### Description of the task
For this listing, the lines between the one holding "Where can you see the jumping" and the one holding "column 583, row 233", inclusive, must be set down exactly.

### Data to use
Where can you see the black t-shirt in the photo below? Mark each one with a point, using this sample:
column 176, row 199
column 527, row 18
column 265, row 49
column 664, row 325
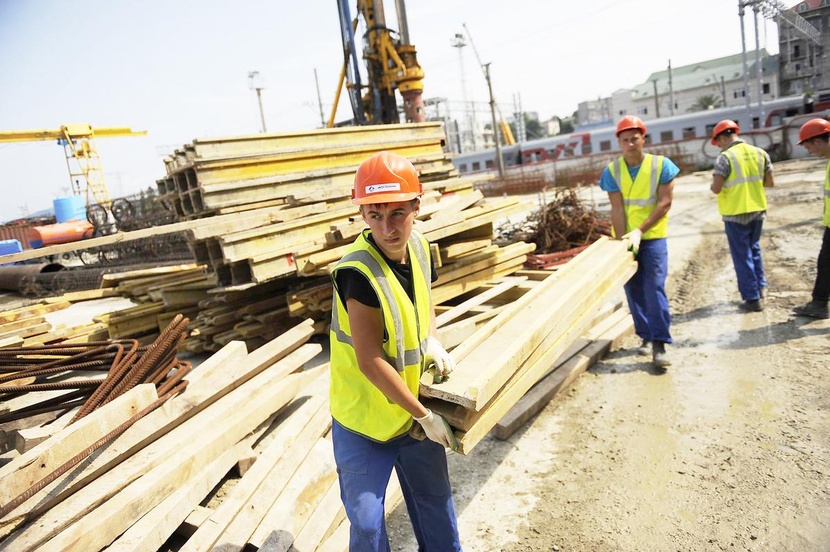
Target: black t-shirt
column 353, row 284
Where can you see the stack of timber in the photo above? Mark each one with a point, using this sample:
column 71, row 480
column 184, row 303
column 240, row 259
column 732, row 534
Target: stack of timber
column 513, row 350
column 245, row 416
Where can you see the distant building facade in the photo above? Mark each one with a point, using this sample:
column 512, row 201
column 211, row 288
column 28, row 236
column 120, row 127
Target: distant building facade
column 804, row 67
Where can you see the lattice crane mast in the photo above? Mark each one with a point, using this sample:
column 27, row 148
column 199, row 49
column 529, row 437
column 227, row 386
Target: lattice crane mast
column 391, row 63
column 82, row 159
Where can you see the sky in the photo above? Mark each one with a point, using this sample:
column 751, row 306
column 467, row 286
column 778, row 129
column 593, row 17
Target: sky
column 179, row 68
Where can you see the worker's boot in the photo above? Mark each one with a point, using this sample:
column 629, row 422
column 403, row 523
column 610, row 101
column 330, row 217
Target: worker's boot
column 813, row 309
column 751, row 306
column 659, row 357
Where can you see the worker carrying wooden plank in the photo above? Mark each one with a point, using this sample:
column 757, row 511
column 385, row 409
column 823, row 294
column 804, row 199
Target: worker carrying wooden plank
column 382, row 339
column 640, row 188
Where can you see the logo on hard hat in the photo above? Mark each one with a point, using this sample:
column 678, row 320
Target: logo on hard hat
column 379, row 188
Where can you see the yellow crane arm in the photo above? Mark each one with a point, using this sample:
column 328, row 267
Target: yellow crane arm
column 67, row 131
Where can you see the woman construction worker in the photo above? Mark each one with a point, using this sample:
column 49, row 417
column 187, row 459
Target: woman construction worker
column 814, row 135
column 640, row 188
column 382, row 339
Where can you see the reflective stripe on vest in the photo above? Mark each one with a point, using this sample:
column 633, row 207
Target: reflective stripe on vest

...

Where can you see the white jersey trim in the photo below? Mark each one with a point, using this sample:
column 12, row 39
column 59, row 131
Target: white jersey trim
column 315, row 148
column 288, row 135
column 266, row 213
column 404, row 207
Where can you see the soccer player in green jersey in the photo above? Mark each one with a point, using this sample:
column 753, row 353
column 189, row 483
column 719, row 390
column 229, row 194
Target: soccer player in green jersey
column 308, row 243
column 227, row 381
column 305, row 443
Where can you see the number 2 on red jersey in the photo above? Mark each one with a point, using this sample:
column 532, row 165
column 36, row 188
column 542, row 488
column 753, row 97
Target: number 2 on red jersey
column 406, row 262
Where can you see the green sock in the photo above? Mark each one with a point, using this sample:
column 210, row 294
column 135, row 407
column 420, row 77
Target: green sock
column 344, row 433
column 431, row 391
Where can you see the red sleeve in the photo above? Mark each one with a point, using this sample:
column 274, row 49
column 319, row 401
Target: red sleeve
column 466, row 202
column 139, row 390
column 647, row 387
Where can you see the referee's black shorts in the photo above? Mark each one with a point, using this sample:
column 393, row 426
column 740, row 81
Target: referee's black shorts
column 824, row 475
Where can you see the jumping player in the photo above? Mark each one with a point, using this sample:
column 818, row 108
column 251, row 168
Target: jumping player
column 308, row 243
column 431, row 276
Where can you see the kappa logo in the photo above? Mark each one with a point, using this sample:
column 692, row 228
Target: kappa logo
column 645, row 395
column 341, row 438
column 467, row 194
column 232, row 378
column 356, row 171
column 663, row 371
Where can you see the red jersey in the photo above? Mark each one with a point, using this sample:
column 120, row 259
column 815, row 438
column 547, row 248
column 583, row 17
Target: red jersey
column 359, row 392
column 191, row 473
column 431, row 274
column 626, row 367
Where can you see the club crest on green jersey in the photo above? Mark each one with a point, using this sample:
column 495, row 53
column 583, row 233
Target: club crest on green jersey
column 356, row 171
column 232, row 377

### Written solution
Where can you see the jumping player in the photo above? Mark each one with a point, using this sample:
column 818, row 108
column 251, row 168
Target: jumping player
column 308, row 243
column 431, row 276
Where can you see the kappa logo in the photo above? Mark each one with a point, using this sample:
column 692, row 228
Target: kappa logo
column 645, row 395
column 341, row 438
column 467, row 194
column 232, row 378
column 356, row 171
column 663, row 371
Where can you see the red jersey in the photo above? Mark each one with a point, using this sample:
column 120, row 259
column 815, row 438
column 547, row 248
column 583, row 17
Target: red jersey
column 359, row 392
column 191, row 473
column 431, row 274
column 626, row 367
Where can you see the club crest on green jersey in the photo above? Mark each one with a point, using this sample:
column 495, row 53
column 583, row 233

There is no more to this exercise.